Output all of the entries exactly as written.

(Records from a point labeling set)

■ ■ ■ ■ ■ ■ ■

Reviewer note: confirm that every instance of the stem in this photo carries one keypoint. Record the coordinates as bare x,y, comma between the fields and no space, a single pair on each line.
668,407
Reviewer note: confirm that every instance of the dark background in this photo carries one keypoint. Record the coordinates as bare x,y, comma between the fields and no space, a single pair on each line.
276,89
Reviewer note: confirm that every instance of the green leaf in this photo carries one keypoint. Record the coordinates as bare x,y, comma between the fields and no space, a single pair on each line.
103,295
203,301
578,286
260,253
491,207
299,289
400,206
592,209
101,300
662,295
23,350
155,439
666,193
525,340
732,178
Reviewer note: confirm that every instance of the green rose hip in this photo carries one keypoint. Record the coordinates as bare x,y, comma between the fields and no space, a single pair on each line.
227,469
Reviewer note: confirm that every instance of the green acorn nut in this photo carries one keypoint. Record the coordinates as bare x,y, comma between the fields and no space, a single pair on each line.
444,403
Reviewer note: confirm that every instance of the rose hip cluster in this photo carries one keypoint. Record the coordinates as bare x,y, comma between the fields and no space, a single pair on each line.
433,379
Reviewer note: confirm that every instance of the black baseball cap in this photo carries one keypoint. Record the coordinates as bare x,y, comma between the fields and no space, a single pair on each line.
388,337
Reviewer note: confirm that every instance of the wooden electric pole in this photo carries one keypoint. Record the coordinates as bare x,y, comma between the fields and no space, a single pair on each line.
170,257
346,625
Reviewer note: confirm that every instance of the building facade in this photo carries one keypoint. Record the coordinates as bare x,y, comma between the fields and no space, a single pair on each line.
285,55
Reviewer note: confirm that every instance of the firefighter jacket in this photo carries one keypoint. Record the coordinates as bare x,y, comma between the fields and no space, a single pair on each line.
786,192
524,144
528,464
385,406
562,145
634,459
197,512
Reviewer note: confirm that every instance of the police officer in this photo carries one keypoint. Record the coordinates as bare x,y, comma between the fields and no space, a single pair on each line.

■ ■ ■ ■ ■ ■ ■

● Full answer
Reviewer note: confirm that every instance of the stem in this photo carries one keypoint. Record the coordinates as bare x,y, comma between the fields and no space, a single pair on each line.
668,407
Reviewer note: confirm that every instance of the dark background in this photo carries one keypoint. Record the coordinates as bare x,y, comma between the fields and no space, a single pair on each line.
276,89
Reviewer note: confirm that every instance of the green leaf in this photo carries one keypoint. Record the coordinates as bare x,y, comma between the fields and no space, a single pair on each line.
103,295
203,301
578,286
260,253
491,207
299,289
400,206
592,209
101,300
662,295
23,350
155,439
666,193
525,340
732,178
Reviewer note: confirm that every instance of the green rose hip in this photo carries one keypoint. Record the coordinates as bare x,y, comma between the fields and no space, a single pair on each line.
227,469
Reviewer note: confirm that every instance of the green acorn nut in this photo carries one keypoint. Record the coordinates as bare x,y, comma between the fields and no space, a single pair on each line.
444,403
Reviewer note: confirm that every instance of the rose hip cluster in this photo carries one keypoint. Record the coordinates as bare x,y, comma between the fields and no space, a single pair on each line.
433,379
Reviewer note: confirm that every instance of the black baseball cap in this photo carries one keypoint. Record the coordinates as bare x,y, comma between the fields and no space, a single pair on each line.
388,337
Reviewer note: confirm that every instance of the wooden electric pole in this photo carries one keypoint. Record the coordinates as bare x,y, comma between the fields and no space, a single pair on each line.
170,257
346,625
Reviewer note: confirm that every instance of the building facade in this photo carries one keypoint. Record the coordinates as bare x,y, comma between the fields and no space, a single pair on each line.
285,55
Reviewer note: confirm that every instance of the firefighter jacket in this photo carries one keypoint. Record the coordinates as bare x,y, comma between the fields and no space, a single pair on each line.
786,192
524,144
528,464
385,406
562,145
634,459
197,512
Reviewer note: confirm that every instance of the police officer in this photo carries one keypoint. Record the coordinates as bare x,y, comma between the fields and no space, a single pair on each line.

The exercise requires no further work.